TASK STATEMENT: Repeat the data exactly as it stands.

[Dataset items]
☆ ☆ ☆ ☆

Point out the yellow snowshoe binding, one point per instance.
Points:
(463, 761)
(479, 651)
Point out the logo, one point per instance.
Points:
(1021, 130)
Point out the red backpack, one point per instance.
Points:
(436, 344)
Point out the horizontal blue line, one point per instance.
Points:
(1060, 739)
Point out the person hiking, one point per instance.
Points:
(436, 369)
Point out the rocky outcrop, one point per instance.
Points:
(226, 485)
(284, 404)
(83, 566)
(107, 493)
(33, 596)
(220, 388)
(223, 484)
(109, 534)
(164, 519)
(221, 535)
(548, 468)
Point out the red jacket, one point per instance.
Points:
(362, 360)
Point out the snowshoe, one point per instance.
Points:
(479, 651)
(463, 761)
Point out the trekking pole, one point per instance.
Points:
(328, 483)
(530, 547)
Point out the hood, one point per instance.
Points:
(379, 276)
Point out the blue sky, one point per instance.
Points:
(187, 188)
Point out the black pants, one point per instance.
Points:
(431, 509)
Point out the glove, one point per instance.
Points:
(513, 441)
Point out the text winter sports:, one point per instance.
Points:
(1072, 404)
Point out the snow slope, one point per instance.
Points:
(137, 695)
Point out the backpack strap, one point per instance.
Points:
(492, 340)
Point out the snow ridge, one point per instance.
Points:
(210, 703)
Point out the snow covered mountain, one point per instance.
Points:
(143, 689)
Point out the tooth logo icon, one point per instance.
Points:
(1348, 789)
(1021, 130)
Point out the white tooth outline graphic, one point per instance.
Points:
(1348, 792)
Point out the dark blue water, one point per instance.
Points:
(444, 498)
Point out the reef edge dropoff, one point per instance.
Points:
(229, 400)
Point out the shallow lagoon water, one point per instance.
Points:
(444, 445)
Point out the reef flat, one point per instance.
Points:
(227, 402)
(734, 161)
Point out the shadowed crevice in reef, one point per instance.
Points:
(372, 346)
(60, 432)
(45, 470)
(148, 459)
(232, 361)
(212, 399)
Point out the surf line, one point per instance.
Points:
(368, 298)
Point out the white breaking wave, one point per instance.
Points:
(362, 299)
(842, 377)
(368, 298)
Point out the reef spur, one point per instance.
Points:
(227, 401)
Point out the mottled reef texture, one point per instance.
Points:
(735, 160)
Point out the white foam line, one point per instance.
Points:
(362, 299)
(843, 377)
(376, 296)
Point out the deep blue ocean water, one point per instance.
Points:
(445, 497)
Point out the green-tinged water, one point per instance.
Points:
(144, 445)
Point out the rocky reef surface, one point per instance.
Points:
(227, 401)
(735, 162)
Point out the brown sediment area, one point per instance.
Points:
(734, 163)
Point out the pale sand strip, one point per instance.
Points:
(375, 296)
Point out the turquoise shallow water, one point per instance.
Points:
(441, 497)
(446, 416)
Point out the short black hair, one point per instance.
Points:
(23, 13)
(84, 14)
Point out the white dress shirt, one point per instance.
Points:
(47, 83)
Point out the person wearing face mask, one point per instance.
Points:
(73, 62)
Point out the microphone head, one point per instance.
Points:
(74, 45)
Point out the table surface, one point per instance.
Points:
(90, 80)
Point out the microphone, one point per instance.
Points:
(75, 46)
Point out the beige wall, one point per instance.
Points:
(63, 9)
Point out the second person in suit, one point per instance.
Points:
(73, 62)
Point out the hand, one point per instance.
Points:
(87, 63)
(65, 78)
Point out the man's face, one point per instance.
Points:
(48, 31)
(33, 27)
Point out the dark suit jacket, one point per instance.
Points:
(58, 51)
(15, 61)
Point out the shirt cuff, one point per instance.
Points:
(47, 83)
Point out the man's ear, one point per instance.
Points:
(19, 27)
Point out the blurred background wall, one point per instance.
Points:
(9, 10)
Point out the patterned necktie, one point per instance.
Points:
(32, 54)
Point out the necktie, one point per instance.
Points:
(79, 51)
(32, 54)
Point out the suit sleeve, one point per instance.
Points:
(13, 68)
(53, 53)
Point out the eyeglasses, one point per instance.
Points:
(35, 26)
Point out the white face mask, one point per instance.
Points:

☆ ☆ ☆ ☆

SOLUTION FOR THIS TASK:
Point out the yellow snowshoe binding, one point per instance.
Points:
(463, 761)
(479, 651)
Point out the logo, one point per instance.
Points:
(1021, 130)
Point out the red backpack, one point per instance.
Points:
(436, 344)
Point out the horizontal blue line, one point per instance.
Points:
(1060, 739)
Point out the person hiking, one point per instance.
Points:
(436, 369)
Point out the rocky outcrop, one point per instance.
Points:
(226, 485)
(284, 404)
(83, 566)
(107, 493)
(33, 596)
(220, 388)
(223, 484)
(109, 534)
(164, 519)
(221, 535)
(548, 468)
Point out the red jacket, one point per instance.
Points:
(362, 360)
Point out the snowshoe, one point per instance.
Points:
(479, 651)
(463, 761)
Point out the trekking pole, one point per instance.
Points:
(328, 483)
(530, 547)
Point out the hood, one point per instance.
Points:
(379, 276)
Point out the blue sky, one point per instance.
Points:
(187, 188)
Point out the black pants, one point per instance.
Points:
(431, 509)
Point out the glove, one point per instance.
Points:
(513, 441)
Point out the text winter sports:, one point per instance.
Points:
(1072, 404)
Point out the snow slope, one point per instance.
Points:
(137, 695)
Point out the backpack strap, one point per instance.
Points:
(492, 340)
Point out the snow ridge, one point per instance.
Points:
(210, 703)
Point out the snow covered mountain, one point per instance.
Points:
(143, 689)
Point out the tooth logo icon, one point per instance.
Points:
(1348, 789)
(1021, 130)
Point out the white tooth outline graphic, one point per instance.
Points:
(1348, 792)
Point out the dark blue water, one point per instance.
Points:
(444, 498)
Point out the reef edge dropoff, one point per instance.
Points:
(229, 400)
Point out the shallow lagoon water, one point per instance.
Points:
(444, 445)
Point out the reef flat, one point per instance.
Points:
(227, 402)
(734, 161)
Point out the shadowed crevice in reef, one point per instance.
Points:
(372, 346)
(60, 432)
(45, 470)
(148, 459)
(232, 361)
(212, 399)
Point out the surf line, one point per instance.
Points:
(368, 298)
Point out the white breaking wave, one point per instance.
Points:
(362, 299)
(842, 377)
(368, 298)
Point out the reef spur, one point per instance.
Points:
(227, 401)
Point out the mottled reef texture, one point per instance.
Points:
(735, 160)
Point out the white foam line, one point per instance.
Points:
(362, 299)
(843, 377)
(376, 296)
Point out the deep blue ocean water, one point per instance.
Points:
(445, 497)
Point out the green-tinged water, one point per instance.
Points:
(144, 445)
Point out the rocky reef surface, one point per instance.
Points:
(227, 401)
(735, 162)
Point out the brown sediment area, one point per instance.
Points:
(734, 163)
Point out the pale sand strip, one point per instance.
Points:
(375, 296)
Point out the turquoise shallow water, one point per instance.
Points:
(441, 497)
(446, 416)
Point out the short black hair, one point per instance.
Points:
(23, 13)
(84, 14)
Point out the white dress shirt, one point per instance.
Points:
(47, 83)
Point out the person wearing face mask, one point per instance.
Points:
(73, 62)
Point out the microphone head, one point per instance.
Points:
(74, 45)
Point out the table surface, one point per instance.
Points:
(90, 80)
Point out the microphone, one point per instance.
Points:
(75, 46)
Point out the beige wall, one point per instance.
Points:
(63, 9)
Point out the second person in suit, one point per instance.
Points:
(73, 62)
Point out the hand, one point per instance.
Points:
(87, 63)
(65, 78)
Point out the man's face, one point per instance.
Points:
(48, 31)
(33, 27)
Point out the dark suit jacket, one point per instance.
Points:
(58, 51)
(15, 61)
Point out the shirt cuff, one point per instance.
Points:
(47, 83)
Point out the man's ear, one point per instance.
Points:
(19, 27)
Point out the blurred background wall, one point per instance.
Points:
(9, 10)
Point out the patterned necktie, one point per instance.
Points:
(32, 54)
Point out the necktie, one point per instance.
Points:
(79, 51)
(32, 54)
Point out the suit sleeve, one point per instance.
Points:
(13, 68)
(53, 53)
Point out the eyeglasses, one point per instance.
Points:
(35, 26)
Point out the white face mask, one point per instance.
Points:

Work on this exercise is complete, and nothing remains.